GIVEN TEXT:
** Begin **
# Bolivian Rosewood



## cjwillie (Sep 6, 2011)

I have about 17 bdft of Bolivian Rosewood that has been sitting in my shop for more than 15 years. I had been led to believe, incorrectly, that it was an extinct and valuable wood. After finding out what it really is, I'm not sure what to do with it. It was left over from a job we did at one of the shops I worked at. Beautiful stuff but really hard and hard on tools as well. I haven't found a project for it in all these years so I thought about selling it or trading it. What is this stuff worth? Most is surfaced 2 sides, some sufaced one side. Beautiful grain patterns and color. If anyone has any interest in this, let me know. Thanks, Willie


----------



## Andy123 (Aug 17, 2011)

Photos?


----------



## cjwillie (Sep 6, 2011)

Sorry, I don't own a digital camera and don't know how to post pics if I did. The only other way I could show this is on Skype. I do know how to use that. (just) This is some beautiful wood that deserves better than to be sitting in my shop collecting dust and taking up space. I haven't tried to sell this anywhere yet. Thought I'd throw it on here and see what you guys think. I figured there would be more people here that know what this is than anywhere else. After checking out some of your workshops I've been busy cleaning, organizing, and doing all those projects I have been putting off for years. You guys motivated me to get off my a$$ and get it done. In the process I'm finding all kinds of things I forgot I had. This wood among them.


----------



## WDHLT15 (Aug 15, 2011)

Guitar makers like rosewood for frettboards, backs, etc. Check with the Luthier crowd.


----------



## jusfine (May 22, 2010)
** End **
GIVEN TASK A: According to the forum thread, how long has the Bolivian Rosewood been sitting in cjwillie's shop?

Labeled-object pointing entries:
** Begin **
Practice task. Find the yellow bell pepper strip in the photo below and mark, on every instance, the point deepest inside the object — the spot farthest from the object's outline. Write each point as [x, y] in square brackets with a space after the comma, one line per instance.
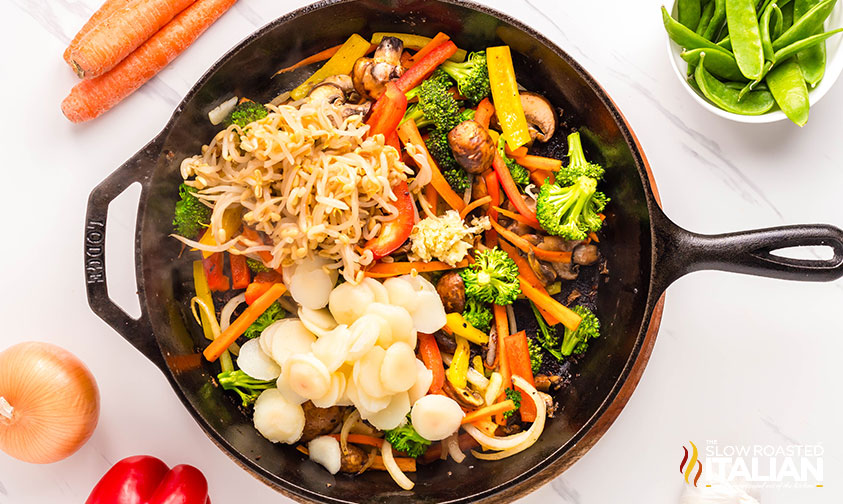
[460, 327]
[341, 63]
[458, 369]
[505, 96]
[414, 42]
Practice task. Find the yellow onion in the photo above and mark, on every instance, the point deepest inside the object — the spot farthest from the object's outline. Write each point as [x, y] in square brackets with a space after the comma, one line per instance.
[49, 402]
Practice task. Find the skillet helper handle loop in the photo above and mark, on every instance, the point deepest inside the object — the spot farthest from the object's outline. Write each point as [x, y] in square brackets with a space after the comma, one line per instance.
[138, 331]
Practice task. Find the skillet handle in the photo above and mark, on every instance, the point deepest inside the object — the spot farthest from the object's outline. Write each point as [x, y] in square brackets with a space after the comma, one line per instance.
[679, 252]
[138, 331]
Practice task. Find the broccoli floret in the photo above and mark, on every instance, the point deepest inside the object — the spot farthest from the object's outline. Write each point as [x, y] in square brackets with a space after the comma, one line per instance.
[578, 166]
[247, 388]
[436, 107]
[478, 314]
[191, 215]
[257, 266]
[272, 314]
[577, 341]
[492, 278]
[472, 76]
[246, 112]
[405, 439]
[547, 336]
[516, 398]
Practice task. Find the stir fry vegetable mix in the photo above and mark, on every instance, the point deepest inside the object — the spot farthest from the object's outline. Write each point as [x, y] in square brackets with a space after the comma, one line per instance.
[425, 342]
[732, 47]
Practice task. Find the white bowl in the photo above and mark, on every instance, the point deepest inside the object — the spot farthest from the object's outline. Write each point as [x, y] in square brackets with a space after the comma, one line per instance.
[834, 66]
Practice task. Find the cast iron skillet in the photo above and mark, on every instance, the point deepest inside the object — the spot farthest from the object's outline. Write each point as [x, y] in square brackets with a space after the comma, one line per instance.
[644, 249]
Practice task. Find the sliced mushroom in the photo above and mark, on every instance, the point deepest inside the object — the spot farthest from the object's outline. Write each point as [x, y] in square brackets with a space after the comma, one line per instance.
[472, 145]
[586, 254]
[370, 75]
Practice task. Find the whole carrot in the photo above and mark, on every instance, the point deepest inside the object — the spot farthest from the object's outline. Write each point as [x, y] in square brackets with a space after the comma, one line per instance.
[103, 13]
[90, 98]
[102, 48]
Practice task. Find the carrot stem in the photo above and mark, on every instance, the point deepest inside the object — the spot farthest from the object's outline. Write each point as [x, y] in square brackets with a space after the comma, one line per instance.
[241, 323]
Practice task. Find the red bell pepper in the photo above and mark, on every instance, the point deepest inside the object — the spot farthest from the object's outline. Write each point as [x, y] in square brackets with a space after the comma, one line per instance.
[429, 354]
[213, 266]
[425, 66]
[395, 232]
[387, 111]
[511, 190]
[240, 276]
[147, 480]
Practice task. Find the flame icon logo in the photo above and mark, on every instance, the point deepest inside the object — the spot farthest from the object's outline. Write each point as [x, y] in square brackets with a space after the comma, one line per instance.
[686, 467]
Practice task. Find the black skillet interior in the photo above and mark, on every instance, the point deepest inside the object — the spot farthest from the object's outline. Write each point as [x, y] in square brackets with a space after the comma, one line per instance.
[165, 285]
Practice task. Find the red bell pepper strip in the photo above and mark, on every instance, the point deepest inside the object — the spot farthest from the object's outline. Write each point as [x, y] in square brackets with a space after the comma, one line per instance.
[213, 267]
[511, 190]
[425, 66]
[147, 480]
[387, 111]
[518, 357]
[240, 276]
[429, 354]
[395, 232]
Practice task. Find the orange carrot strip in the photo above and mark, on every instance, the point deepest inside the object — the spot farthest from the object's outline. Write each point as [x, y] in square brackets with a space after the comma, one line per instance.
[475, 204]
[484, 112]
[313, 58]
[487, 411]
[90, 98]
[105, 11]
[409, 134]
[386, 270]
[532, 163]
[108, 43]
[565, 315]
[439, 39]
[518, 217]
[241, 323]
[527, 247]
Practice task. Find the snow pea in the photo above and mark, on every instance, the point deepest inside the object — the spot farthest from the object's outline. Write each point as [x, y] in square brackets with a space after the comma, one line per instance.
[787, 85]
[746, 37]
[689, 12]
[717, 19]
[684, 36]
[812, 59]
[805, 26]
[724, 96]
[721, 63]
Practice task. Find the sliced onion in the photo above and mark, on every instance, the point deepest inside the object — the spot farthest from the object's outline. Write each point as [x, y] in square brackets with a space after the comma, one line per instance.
** End **
GIVEN TASK B: Report every line of the entries that contains the word "white", copying each such line in full. Case counts.

TASK ANSWER A: More than 15 years.

TASK ANSWER B:
Practice task. Find the white bowl in the photo above and mark, on every instance, the point deepest inside the object — the spot farthest from the object's outline. Write each point as [x, y] in square brackets with a space after the comma, one line per instance.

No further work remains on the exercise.